PROMPT: Exactly reproduce all the records, keeping pictures out of the copy.

SUPPLIED RECORDS:
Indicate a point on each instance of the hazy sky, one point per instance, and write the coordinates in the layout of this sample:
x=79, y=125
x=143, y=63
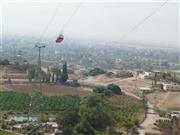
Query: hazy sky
x=95, y=20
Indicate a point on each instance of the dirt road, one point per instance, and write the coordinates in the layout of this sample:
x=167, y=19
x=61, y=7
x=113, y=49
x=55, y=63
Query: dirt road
x=151, y=117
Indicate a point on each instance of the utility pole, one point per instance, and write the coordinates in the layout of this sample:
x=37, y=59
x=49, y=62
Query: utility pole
x=40, y=45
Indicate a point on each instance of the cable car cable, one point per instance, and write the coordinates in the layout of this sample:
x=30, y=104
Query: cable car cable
x=142, y=21
x=72, y=15
x=50, y=21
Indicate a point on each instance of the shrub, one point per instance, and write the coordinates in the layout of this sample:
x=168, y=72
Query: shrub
x=114, y=88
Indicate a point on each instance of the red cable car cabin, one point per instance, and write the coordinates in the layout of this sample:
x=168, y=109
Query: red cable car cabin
x=60, y=38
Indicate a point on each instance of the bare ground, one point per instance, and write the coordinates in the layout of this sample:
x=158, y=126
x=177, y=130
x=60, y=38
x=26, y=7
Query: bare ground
x=168, y=101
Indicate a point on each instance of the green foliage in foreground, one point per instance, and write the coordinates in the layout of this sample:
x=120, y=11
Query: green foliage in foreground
x=6, y=133
x=19, y=102
x=100, y=115
x=96, y=114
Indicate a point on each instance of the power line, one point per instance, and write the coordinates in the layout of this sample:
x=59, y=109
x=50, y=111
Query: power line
x=142, y=21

WRITTEN SOLUTION:
Indicate a point on each instance of the hazy sky, one point per instance, and write the coordinates in the layout of this sample:
x=79, y=125
x=143, y=63
Query: hazy sky
x=95, y=20
Indicate a point on each instance of the dirt road, one point per instance, and write the coordinates in the layout of this sample:
x=167, y=19
x=61, y=7
x=113, y=49
x=55, y=63
Query: dirt road
x=151, y=117
Indicate a point on each instance of the utility pole, one point per instance, and write the coordinates in the layout of this sample:
x=37, y=59
x=49, y=62
Query: utility pole
x=40, y=45
Indicate a point on each instance of the cable car cable, one point per instance, and write the coordinates in the layout of this sample:
x=30, y=104
Query: cable car cable
x=142, y=21
x=72, y=15
x=50, y=21
Indicate a point on each instance of the shrub, one point per instance, and write the coordinates in the layout of this sample:
x=168, y=72
Query: shrub
x=114, y=88
Indicate a point on each instance of the red cable car cabin, one point per instance, and write the coordinates in the layout of this sample:
x=168, y=109
Query: red cable car cabin
x=60, y=38
Indicate a point on each instance of the bare ground, one point per instance, and write the coordinates in the layout of this sample:
x=158, y=126
x=177, y=130
x=60, y=38
x=26, y=7
Query: bare ground
x=168, y=101
Indicate a point on each instance of the green foliage in foreground, one point per instance, and write the coordinates in the layout of this sample:
x=120, y=11
Query: green foliage in foreground
x=6, y=133
x=19, y=102
x=100, y=115
x=96, y=114
Indicate a point on each instance of the power line, one point per instance, and write the coordinates in the layout of this sample:
x=59, y=109
x=50, y=111
Query: power line
x=142, y=21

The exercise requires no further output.